Task statement: Arrange every line of the listing below as a Markdown table with the columns Row and Line, numbering the rows in order and skipping blank lines. Leave the pictures out of the table.

Location identification listing
────────────────
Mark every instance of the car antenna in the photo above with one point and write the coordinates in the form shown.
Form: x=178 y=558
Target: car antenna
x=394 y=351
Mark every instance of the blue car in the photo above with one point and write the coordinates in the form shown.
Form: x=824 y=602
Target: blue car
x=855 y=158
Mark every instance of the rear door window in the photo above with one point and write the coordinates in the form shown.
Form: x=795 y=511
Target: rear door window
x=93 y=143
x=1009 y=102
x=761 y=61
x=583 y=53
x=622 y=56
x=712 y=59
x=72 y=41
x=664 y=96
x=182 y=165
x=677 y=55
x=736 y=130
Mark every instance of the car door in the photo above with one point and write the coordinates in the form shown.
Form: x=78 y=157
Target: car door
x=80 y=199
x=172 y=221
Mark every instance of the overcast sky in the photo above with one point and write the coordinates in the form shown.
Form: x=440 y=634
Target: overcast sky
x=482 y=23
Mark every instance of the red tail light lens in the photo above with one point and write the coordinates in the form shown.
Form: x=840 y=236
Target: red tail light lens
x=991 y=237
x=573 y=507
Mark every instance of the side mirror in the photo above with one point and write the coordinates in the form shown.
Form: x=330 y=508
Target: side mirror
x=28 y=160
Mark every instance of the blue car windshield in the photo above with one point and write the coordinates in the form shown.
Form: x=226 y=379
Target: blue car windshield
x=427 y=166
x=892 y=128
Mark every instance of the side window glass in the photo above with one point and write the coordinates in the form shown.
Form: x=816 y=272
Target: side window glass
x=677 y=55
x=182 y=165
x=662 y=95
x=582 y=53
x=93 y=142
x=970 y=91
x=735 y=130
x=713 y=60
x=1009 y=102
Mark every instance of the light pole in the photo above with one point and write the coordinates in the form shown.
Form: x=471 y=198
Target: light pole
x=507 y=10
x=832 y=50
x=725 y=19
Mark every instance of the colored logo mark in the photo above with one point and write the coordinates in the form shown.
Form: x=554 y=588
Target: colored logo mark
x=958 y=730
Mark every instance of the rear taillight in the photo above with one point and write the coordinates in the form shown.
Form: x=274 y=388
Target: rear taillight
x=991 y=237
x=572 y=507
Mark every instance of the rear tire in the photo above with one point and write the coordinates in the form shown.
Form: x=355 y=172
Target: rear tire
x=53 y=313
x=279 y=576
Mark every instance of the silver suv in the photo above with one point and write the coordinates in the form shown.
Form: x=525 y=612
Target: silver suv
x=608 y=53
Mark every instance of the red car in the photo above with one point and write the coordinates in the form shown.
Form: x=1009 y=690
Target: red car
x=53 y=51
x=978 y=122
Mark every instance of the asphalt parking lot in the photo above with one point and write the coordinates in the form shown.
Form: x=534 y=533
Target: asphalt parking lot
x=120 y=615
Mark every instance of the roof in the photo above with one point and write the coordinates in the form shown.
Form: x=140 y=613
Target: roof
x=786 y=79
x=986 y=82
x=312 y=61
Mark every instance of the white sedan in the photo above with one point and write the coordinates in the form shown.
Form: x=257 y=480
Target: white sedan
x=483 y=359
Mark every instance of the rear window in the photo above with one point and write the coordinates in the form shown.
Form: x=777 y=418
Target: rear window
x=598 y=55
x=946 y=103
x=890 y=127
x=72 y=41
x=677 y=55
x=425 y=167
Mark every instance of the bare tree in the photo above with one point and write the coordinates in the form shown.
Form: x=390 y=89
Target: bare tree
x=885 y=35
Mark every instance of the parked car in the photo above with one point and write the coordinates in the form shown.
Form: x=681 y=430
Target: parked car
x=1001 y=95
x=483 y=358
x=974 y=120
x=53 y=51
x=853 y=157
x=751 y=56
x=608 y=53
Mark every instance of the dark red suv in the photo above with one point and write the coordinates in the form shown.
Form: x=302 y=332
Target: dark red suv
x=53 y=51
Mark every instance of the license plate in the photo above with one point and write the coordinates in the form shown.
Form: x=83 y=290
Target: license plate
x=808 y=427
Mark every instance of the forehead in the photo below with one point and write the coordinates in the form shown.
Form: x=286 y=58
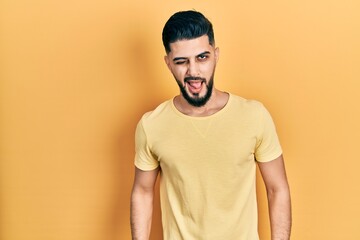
────────────────
Solution for this problem:
| Row | Line |
|---|---|
| 1 | Mark every instance of the car antenna in the photo above with one point and write the coordinates in the form shown. |
| 2 | Form: x=178 y=558 |
| 3 | Target: car antenna |
| 4 | x=394 y=351 |
| 5 | Mark every instance of the blue car in the photo above with one point and write the coordinates in the form shown. |
| 6 | Form: x=824 y=602 |
| 7 | Target: blue car |
| 8 | x=855 y=158 |
| 9 | Mark every instance of the rear door window in the photo above with one point and write the coordinates in the form shown. |
| 10 | Form: x=795 y=511 |
| 11 | Target: rear door window |
| 12 | x=93 y=143 |
| 13 | x=1009 y=102 |
| 14 | x=761 y=61 |
| 15 | x=583 y=53 |
| 16 | x=622 y=56 |
| 17 | x=712 y=59 |
| 18 | x=72 y=41 |
| 19 | x=664 y=96 |
| 20 | x=182 y=165 |
| 21 | x=677 y=55 |
| 22 | x=736 y=130 |
| 23 | Mark every instance of the car door in the photo above with one point and write the coordinates in the form shown. |
| 24 | Form: x=78 y=157 |
| 25 | Target: car door |
| 26 | x=80 y=199 |
| 27 | x=172 y=221 |
| 28 | Mark every instance of the overcast sky in the photo above with one point and write the coordinates in the form shown. |
| 29 | Form: x=440 y=634 |
| 30 | Target: overcast sky |
| 31 | x=482 y=23 |
| 32 | Mark every instance of the red tail light lens in the photo above with one point and write the coordinates in the form shown. |
| 33 | Form: x=840 y=236 |
| 34 | Target: red tail light lens |
| 35 | x=991 y=237 |
| 36 | x=573 y=507 |
| 37 | Mark every instance of the side mirror in the photo above with one point and write the coordinates in the form shown. |
| 38 | Form: x=330 y=508 |
| 39 | Target: side mirror |
| 40 | x=28 y=160 |
| 41 | Mark every instance of the blue car windshield in the photo above with one point and write the coordinates in the form shown. |
| 42 | Form: x=226 y=379 |
| 43 | Target: blue car windshield |
| 44 | x=427 y=166 |
| 45 | x=892 y=128 |
| 46 | Mark every instance of the side window glass in the photo above with one point and write the coordinates in the form shown. |
| 47 | Form: x=816 y=272 |
| 48 | Target: side window glass |
| 49 | x=677 y=55 |
| 50 | x=182 y=165 |
| 51 | x=662 y=95 |
| 52 | x=582 y=53 |
| 53 | x=93 y=142 |
| 54 | x=970 y=91 |
| 55 | x=735 y=130 |
| 56 | x=713 y=60 |
| 57 | x=1009 y=102 |
| 58 | Mark every instance of the light pole in the photo above with one point and write the coordinates in the form shown. |
| 59 | Form: x=471 y=198 |
| 60 | Target: light pole |
| 61 | x=507 y=10 |
| 62 | x=832 y=50 |
| 63 | x=725 y=19 |
| 64 | Mark every instance of the colored logo mark in the photo above with one point and write the coordinates in the form shown. |
| 65 | Form: x=554 y=588 |
| 66 | Target: colored logo mark |
| 67 | x=958 y=730 |
| 68 | Mark every instance of the rear taillight in the photo above with one point and write the coordinates in the form shown. |
| 69 | Form: x=274 y=388 |
| 70 | Target: rear taillight |
| 71 | x=991 y=237 |
| 72 | x=572 y=507 |
| 73 | Mark every instance of the rear tire in the photo above with one point and write the coordinates in the form shown. |
| 74 | Form: x=355 y=172 |
| 75 | Target: rear tire |
| 76 | x=53 y=313 |
| 77 | x=279 y=576 |
| 78 | Mark every instance of the silver suv in the photo above with one point and write the coordinates in the form shown. |
| 79 | Form: x=525 y=612 |
| 80 | Target: silver suv |
| 81 | x=608 y=53 |
| 82 | Mark every instance of the red car in the photo above with one point and write the coordinates in the form shown. |
| 83 | Form: x=1009 y=690 |
| 84 | Target: red car |
| 85 | x=53 y=51 |
| 86 | x=978 y=122 |
| 87 | Mark every instance of the asphalt parking lot in the photo above with one point and write the coordinates in the form shown. |
| 88 | Form: x=534 y=533 |
| 89 | Target: asphalt parking lot |
| 90 | x=120 y=615 |
| 91 | Mark every instance of the roof in the photo above with one point and write the coordinates in the form shown. |
| 92 | Form: x=140 y=613 |
| 93 | Target: roof |
| 94 | x=786 y=79 |
| 95 | x=986 y=82 |
| 96 | x=312 y=61 |
| 97 | Mark every instance of the white sedan in the photo above with one point and write the coordinates in the form shown. |
| 98 | Form: x=257 y=480 |
| 99 | Target: white sedan |
| 100 | x=483 y=359 |
| 101 | Mark every instance of the rear window in the photo above with one point and write the coordinates in the form shown. |
| 102 | Form: x=777 y=418 |
| 103 | Target: rear window |
| 104 | x=598 y=55 |
| 105 | x=946 y=103 |
| 106 | x=890 y=127 |
| 107 | x=72 y=41 |
| 108 | x=677 y=55 |
| 109 | x=425 y=167 |
| 110 | Mark every instance of the bare tree in the photo above with one point and write the coordinates in the form shown. |
| 111 | Form: x=390 y=89 |
| 112 | Target: bare tree |
| 113 | x=885 y=35 |
| 114 | Mark every instance of the parked car in the photo above with one point and write the coordinates in the form shown. |
| 115 | Form: x=681 y=430 |
| 116 | Target: parked car |
| 117 | x=1001 y=95 |
| 118 | x=483 y=358 |
| 119 | x=974 y=120 |
| 120 | x=53 y=51 |
| 121 | x=853 y=157 |
| 122 | x=751 y=56 |
| 123 | x=608 y=53 |
| 124 | Mark every instance of the dark red suv in the photo above with one point and write the coordinates in the form shown. |
| 125 | Form: x=302 y=332 |
| 126 | Target: dark red suv |
| 127 | x=53 y=51 |
| 128 | Mark every instance of the license plate in the photo above with one point and write the coordinates in the form shown. |
| 129 | Form: x=83 y=290 |
| 130 | Target: license plate |
| 131 | x=808 y=427 |
| 132 | Mark every instance of the forehead in the photo below with one point and write the coordinates in the form shown. |
| 133 | Form: x=286 y=58 |